TO BE DONE
Locate the line that contains "Task — for every instance of the blurred". Print it and each following line through the end of the listing, verbatim, and nothing more.

** begin DATA IN THIS EXERCISE **

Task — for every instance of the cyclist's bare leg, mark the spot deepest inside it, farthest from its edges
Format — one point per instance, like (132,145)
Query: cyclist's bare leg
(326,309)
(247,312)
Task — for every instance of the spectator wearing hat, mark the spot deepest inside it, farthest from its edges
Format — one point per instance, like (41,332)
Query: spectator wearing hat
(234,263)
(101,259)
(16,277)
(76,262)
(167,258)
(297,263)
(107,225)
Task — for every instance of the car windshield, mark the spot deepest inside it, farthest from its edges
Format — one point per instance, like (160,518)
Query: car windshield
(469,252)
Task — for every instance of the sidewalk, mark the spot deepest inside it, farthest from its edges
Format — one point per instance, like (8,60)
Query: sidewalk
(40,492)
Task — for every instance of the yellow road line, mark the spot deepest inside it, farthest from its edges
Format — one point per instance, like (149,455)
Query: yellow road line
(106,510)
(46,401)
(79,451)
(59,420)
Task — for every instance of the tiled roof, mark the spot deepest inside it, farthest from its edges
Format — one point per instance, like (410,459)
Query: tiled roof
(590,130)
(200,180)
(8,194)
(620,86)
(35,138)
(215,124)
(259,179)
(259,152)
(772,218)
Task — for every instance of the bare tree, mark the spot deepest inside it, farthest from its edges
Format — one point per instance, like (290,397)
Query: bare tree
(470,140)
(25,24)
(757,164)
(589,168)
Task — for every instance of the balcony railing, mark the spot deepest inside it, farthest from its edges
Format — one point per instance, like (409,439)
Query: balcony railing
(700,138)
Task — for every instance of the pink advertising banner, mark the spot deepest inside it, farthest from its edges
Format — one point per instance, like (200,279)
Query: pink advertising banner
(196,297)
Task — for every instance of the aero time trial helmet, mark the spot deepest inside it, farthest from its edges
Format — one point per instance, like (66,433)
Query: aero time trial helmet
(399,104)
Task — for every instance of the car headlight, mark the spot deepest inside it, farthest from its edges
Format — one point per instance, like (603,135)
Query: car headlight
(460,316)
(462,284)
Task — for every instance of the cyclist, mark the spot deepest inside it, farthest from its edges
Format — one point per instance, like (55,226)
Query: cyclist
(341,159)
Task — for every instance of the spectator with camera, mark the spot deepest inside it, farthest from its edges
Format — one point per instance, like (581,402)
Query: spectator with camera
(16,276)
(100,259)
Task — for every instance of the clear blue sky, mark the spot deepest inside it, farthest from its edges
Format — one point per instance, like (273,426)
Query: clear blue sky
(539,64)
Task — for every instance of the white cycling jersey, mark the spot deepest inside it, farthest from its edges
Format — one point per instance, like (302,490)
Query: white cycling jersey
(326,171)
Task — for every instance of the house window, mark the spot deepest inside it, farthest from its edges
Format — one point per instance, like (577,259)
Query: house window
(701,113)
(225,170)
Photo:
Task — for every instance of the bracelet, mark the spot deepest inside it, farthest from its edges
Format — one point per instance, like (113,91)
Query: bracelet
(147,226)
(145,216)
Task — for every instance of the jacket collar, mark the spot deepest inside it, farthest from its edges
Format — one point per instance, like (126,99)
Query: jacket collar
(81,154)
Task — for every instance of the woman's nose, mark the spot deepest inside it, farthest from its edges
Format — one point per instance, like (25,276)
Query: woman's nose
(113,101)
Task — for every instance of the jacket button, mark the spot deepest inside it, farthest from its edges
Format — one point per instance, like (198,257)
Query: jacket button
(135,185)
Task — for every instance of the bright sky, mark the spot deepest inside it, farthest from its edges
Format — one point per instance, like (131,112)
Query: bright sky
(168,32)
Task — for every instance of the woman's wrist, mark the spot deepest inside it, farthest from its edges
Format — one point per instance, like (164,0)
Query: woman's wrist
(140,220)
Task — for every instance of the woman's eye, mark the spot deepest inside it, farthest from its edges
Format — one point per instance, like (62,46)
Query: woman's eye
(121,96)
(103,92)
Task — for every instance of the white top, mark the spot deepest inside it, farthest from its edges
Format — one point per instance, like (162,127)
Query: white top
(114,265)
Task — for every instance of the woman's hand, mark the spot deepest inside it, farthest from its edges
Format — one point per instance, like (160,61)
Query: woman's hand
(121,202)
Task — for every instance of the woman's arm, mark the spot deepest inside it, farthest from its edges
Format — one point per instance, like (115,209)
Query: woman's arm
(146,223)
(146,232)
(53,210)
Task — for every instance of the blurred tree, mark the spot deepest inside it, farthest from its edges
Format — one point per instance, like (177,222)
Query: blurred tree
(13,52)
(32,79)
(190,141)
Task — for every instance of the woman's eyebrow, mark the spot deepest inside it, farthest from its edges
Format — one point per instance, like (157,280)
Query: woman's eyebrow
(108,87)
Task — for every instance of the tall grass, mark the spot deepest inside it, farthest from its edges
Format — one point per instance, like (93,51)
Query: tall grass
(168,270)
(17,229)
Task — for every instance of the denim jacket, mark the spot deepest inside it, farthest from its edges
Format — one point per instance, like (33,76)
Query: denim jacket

** end DATA IN THIS EXERCISE **

FINAL RESULT
Task — for every instance of the blurred tree, mark the spot deepest inside it, farthest from its edges
Format — one point per instance, like (177,222)
Query: blurred tree
(13,52)
(32,79)
(190,141)
Task — for every instance of the woman's eyebrow, mark the spot deepest inside it, farthest from its edges
Format — one point per instance, like (157,280)
Query: woman's eyebrow
(108,87)
Task — for every instance of the tall grass, mark the spot deepest inside it, farthest from its edges
Format — one point per instance, like (93,51)
Query: tall grass
(168,270)
(17,229)
Task — for every instance of the denim jacket, mark the spot deepest inside it, farthest from its edges
Format — one point per instance, like (33,76)
Query: denim jacket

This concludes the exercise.